## START TEXT TO READ
Update on "Avoid DDE in narrow with unbacked start"

Slice knows how to handle unbacked start, we do not need to offset start before calling slice, we can leave it for slice. The only edge case is when start<0 and start+length ==0 in that case slice and narrow would deviate, for that case we shall pass dim_size instead of start+length cc jgong5 mingfeima XiaobingSuper sanchitintel ashokei jingxu10 jerryzh168 voznesenskym penguinwu EikanWang Guobing-Chen zhuhaozhe blzheng wenzhe-nrv jiayisunx ipiszy chenyang78 kadeng muchulee8 amjames chauhang aakhundov coconutruben [ghstack-poisoned]
2025-10-30 03:34:56 +08:00 · 2025-10-29 12:05:19 -07:00 · 2025-10-29 09:04:27 -07:00 · 2025-10-29 08:47:32 -07:00 · 2025-10-28 20:12:30 -07:00 · 2025-10-28 18:19:50 -07:00
8 changed files with 180 additions and 18 deletions
--- a/aten/src/ATen/native/TensorShape.cpp
+++ b/aten/src/ATen/native/TensorShape.cpp
@ -1,5 +1,6 @@
 #include <ATen/core/ATen_fwd.h>
 #include <c10/core/ScalarType.h>
+#include <c10/core/SymInt.h>
 #define TORCH_ASSERT_ONLY_METHOD_OPERATORS
 #include <ATen/AccumulateType.h>
 #include <ATen/Dispatch.h>
@ -1710,11 +1711,14 @@ Tensor narrow_symint(
      "], but got ",
      start,
      ")")
## END TEXT TO READ
# WHAT TO DO:
1 > In the commit description about narrow with unbacked start, what should be passed instead of start+length when start<0 and start+length equals 0?
2 > Copy out the rows word for word, starting at the line that contains "find the steel rail" and ending with the final line of the rows.
## START MATERIAL PROVIDED
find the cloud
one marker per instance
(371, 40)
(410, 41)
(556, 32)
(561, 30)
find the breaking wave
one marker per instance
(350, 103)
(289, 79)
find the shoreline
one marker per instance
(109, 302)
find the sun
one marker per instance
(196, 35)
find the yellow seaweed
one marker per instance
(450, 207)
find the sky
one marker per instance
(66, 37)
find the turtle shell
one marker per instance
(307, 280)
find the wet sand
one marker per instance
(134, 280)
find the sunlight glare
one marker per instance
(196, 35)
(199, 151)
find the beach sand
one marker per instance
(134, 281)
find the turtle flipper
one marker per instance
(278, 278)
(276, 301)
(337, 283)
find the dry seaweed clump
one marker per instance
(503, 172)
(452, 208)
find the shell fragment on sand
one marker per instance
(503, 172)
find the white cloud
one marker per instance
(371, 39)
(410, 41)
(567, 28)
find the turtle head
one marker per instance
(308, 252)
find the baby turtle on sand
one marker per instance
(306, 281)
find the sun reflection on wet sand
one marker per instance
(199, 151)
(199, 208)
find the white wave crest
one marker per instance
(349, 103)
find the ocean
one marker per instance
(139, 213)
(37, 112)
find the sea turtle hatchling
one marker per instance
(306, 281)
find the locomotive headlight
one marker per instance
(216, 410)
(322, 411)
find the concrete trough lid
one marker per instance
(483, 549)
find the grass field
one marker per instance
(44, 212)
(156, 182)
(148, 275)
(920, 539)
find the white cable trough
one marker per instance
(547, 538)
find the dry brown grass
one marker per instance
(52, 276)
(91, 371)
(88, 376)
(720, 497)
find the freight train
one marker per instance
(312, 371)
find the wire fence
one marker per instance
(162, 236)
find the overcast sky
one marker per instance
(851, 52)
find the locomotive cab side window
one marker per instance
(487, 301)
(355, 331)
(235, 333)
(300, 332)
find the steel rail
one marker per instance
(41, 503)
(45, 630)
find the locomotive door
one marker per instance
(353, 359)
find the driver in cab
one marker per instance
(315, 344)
## END MATERIAL PROVIDED
# TASK-BY-TASK OUTPUTS:
1 > dim_size

2 >
find the steel rail
one marker per instance
(41, 503)
(45, 630)
find the locomotive door
one marker per instance
(353, 359)
find the driver in cab
one marker per instance
(315, 344)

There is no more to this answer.